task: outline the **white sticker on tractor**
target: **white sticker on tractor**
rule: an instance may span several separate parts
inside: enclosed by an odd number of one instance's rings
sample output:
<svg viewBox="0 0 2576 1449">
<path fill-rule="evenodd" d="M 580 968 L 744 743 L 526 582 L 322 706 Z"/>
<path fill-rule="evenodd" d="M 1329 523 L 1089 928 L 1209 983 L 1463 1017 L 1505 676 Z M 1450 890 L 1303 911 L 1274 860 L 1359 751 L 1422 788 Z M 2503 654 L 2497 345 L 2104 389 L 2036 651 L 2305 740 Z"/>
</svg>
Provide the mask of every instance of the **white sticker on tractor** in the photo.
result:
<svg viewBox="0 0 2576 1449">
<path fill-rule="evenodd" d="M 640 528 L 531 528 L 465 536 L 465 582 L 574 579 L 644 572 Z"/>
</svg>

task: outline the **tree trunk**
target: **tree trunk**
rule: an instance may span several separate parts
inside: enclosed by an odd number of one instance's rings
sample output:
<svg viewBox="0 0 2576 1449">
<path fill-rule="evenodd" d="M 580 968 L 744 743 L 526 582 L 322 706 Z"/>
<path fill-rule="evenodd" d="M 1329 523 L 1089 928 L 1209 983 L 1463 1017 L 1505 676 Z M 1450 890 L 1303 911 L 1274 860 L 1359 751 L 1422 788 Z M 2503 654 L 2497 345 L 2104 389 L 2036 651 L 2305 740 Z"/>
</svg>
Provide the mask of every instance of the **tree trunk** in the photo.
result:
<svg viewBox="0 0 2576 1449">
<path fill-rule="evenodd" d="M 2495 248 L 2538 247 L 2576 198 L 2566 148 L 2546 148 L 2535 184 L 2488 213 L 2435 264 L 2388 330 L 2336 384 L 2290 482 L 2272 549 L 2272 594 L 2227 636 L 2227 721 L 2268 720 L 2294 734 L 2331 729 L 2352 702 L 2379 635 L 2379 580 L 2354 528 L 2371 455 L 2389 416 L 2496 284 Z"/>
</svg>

——————————

> [Work request]: What is needed is an exact transcription of every record above.

> [Answer space]:
task: outline the **white sticker on tractor**
target: **white sticker on tractor**
rule: an instance may span several separate parts
inside: enclosed by an odd number of one instance's rings
sample output:
<svg viewBox="0 0 2576 1449">
<path fill-rule="evenodd" d="M 580 968 L 744 743 L 526 582 L 322 706 Z"/>
<path fill-rule="evenodd" d="M 1329 523 L 1089 928 L 1209 983 L 1463 1017 L 1505 676 Z M 1450 890 L 1303 911 L 1274 860 L 1359 751 L 1422 788 Z M 2503 654 L 2497 345 L 2104 389 L 2036 651 L 2305 740 Z"/>
</svg>
Provide the mask of every instance of the **white sticker on tractor** in the photo.
result:
<svg viewBox="0 0 2576 1449">
<path fill-rule="evenodd" d="M 640 528 L 531 528 L 465 536 L 465 582 L 574 579 L 644 572 Z"/>
</svg>

task: outline the **tree trunk**
target: **tree trunk**
rule: an instance may span several separate parts
inside: enclosed by an odd number of one instance's rings
sample output:
<svg viewBox="0 0 2576 1449">
<path fill-rule="evenodd" d="M 580 968 L 744 743 L 526 582 L 322 706 Z"/>
<path fill-rule="evenodd" d="M 1329 523 L 1089 928 L 1209 983 L 1463 1017 L 1505 676 Z M 1450 890 L 1303 911 L 1274 860 L 1359 751 L 1422 788 Z M 2503 654 L 2497 345 L 2104 389 L 2036 651 L 2305 740 Z"/>
</svg>
Provide the mask of every instance of the **tree trunk** in the photo.
result:
<svg viewBox="0 0 2576 1449">
<path fill-rule="evenodd" d="M 2495 248 L 2538 247 L 2576 198 L 2566 148 L 2546 148 L 2535 184 L 2488 213 L 2435 264 L 2388 330 L 2336 384 L 2290 482 L 2272 549 L 2272 594 L 2227 636 L 2227 721 L 2268 720 L 2294 734 L 2331 729 L 2352 702 L 2379 635 L 2379 580 L 2354 528 L 2371 455 L 2389 416 L 2496 284 Z"/>
</svg>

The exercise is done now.